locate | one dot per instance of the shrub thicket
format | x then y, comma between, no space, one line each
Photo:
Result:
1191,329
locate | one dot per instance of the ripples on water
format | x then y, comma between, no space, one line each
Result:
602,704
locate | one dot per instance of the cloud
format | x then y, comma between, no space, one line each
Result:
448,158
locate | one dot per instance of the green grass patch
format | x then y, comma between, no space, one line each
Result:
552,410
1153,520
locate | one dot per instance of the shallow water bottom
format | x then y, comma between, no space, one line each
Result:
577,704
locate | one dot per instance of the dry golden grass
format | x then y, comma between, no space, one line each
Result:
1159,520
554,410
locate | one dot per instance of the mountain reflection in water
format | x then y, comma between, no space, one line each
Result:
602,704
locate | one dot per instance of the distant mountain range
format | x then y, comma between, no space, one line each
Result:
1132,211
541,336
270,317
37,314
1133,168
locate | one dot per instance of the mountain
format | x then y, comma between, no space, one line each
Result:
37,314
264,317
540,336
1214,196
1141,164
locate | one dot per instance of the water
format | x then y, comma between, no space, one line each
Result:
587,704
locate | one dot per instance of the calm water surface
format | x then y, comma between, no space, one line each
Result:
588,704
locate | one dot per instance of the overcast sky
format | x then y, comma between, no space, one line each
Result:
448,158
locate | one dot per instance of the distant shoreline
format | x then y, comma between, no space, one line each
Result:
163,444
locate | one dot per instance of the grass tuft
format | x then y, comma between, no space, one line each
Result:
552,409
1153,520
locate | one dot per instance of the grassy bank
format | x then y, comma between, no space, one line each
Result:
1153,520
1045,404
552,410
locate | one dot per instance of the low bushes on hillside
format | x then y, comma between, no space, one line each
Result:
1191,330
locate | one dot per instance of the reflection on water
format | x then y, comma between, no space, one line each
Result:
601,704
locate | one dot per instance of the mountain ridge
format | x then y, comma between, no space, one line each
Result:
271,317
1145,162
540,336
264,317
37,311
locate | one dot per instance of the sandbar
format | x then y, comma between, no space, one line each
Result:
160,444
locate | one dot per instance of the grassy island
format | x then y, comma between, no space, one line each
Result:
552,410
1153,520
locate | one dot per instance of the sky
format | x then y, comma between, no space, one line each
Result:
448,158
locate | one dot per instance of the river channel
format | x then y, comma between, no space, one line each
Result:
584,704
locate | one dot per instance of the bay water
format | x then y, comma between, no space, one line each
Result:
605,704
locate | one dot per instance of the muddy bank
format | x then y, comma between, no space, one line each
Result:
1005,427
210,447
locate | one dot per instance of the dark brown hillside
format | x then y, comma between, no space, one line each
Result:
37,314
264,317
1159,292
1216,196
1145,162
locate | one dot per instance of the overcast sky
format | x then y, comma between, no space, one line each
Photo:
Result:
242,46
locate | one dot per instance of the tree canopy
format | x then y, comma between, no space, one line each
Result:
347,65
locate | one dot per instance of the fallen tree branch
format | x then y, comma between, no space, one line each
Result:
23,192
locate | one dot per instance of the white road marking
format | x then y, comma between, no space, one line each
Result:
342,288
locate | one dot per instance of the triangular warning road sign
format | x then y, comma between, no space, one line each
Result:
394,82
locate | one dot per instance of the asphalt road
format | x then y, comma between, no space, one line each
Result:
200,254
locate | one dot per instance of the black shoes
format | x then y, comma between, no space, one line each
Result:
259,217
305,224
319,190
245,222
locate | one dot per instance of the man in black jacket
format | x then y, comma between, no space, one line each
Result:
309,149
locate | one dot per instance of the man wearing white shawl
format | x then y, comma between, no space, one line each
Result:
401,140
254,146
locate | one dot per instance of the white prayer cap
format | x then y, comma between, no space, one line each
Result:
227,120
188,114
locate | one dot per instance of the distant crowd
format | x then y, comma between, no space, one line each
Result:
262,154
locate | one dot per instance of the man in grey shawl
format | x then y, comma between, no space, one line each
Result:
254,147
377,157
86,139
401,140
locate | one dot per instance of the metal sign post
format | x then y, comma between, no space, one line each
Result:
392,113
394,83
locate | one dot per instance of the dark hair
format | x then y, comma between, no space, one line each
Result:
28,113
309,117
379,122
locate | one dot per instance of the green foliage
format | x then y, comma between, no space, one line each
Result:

_ _ _ _ _

**AIM:** Quote the listing in full, please, keeping every line exact.

**TASK ANSWER:**
locate | one dot per instance of the shrub thicket
format | x then y, comma between, no space, one line each
Photo:
Result:
1191,329
locate | one dot per instance of the ripples on water
format | x then y, comma between, no space, one line each
Result:
602,704
locate | one dot per instance of the cloud
format | x then y, comma between, no space, one line each
Result:
448,158
locate | one dot per instance of the green grass patch
format | x then y, comma between, no space, one line each
Result:
552,410
1153,520
locate | one dot per instance of the shallow water bottom
format | x then y, comma between, no space, one line each
Result:
577,704
locate | one dot per instance of the dry golden grass
format | x then y, comma between, no space, one line each
Result:
1159,520
554,410
locate | one dot per instance of the mountain reflection in water
format | x then y, comma between, no space, one line each
Result:
602,704
locate | one dot per instance of the distant mountain range
format | x then y, comma between, no space, one line each
Result:
1132,211
541,336
270,317
37,314
1133,168
locate | one dot per instance of the mountain
format | x then y, comma between, no space, one line each
Result:
37,314
264,317
540,336
1214,196
1141,164
locate | one dot per instance of the water
format | x then y, comma between, no space, one line each
Result:
587,704
locate | one dot per instance of the calm water surface
format | x then y, comma between, no space, one line each
Result:
588,704
locate | one dot per instance of the overcast sky
format | x then y, comma between, no space, one line each
Result:
448,158
locate | one dot per instance of the distant shoreline
format | x then y, comma between, no space, one line each
Result:
163,444
locate | one dot per instance of the grass tuft
format | x then y, comma between, no space, one line each
Result:
552,409
1153,520
locate | one dot per instance of the grassy bank
format | x then y, comma between, no space, one line each
Result:
1153,520
1045,404
552,410
locate | one dot per instance of the low bushes on hillside
format | x then y, comma between, no space, one line each
Result:
1191,330
locate | one dot per instance of the reflection on water
format | x then y, comma between, no space, one line each
Result:
601,704
locate | one dot per instance of the mountain ridge
format | x then y, comma between, no space, one line each
Result:
271,317
1145,162
540,336
264,317
37,311
locate | one dot per instance of the sandbar
format | x then y, comma between, no space, one line each
Result:
160,444
locate | one dot per instance of the grassy island
format | x then y, comma between, no space, one line each
Result:
552,410
1153,520
locate | one dot per instance of the sky
format | x then y, comma between, no space, one line each
Result:
448,158
locate | one dot per instance of the river channel
format | x then y, comma between, no space, one line each
Result:
584,704
locate | one dot per instance of the bay water
format | x then y, comma between, no space, one line each
Result:
605,704
locate | one dot per instance of the muddy bank
format | x then y, comma between, no space, one line each
Result:
1005,427
210,447
locate | one dot per instance of the dark brown hillside
format | x then y, comma between, no space, one line each
Result:
37,314
264,317
1159,292
1216,196
1145,162
locate | one dot per instance of the overcast sky
format | x then y, comma between, no space, one line each
Photo:
Result:
242,46
locate | one dot per instance of the tree canopy
format | x then y, comma between, no space, one line each
Result:
347,65
locate | one dot per instance of the fallen tree branch
format | x then y, comma between, no space, one line each
Result:
23,192
locate | one dot per instance of the white road marking
format | x then y, comma between, no space, one line each
Result:
342,288
locate | one dot per instance of the triangular warning road sign
format | x then y, comma between, no space, one line each
Result:
394,82
locate | one dot per instance of the asphalt road
format | x then y, comma between, no space, one line each
Result:
200,254
locate | one dot per instance of the black shoes
format | x then y, comma between, no space, one line each
Result:
259,217
305,224
319,190
245,222
locate | one dot per instance of the man in black jacket
format | x then y, comma between, no space, one line each
Result:
309,149
locate | one dot per instance of the man wearing white shawl
format | x then y, comma between, no space, one line each
Result:
401,140
254,146
locate | one dot per instance of the white prayer cap
format | x then y, comma between, no space, one line each
Result:
227,120
188,114
locate | one dot per instance of the distant crowd
format | x then y, comma between, no space, one line each
Result:
262,154
locate | one dot per instance of the man in grey shawl
format | x then y, comma between, no space, one line each
Result:
254,147
377,157
86,139
401,140
locate | one dot per instance of the metal sign post
format | x then y, comma between, no space, one line each
Result:
392,113
394,83
locate | one dot per instance of the dark hair
format | x then y, comma between, no space, one line each
Result:
28,113
309,117
379,122
locate | one dot per instance of the green foliage
format | x then y, comma between, no space, one line each
Result:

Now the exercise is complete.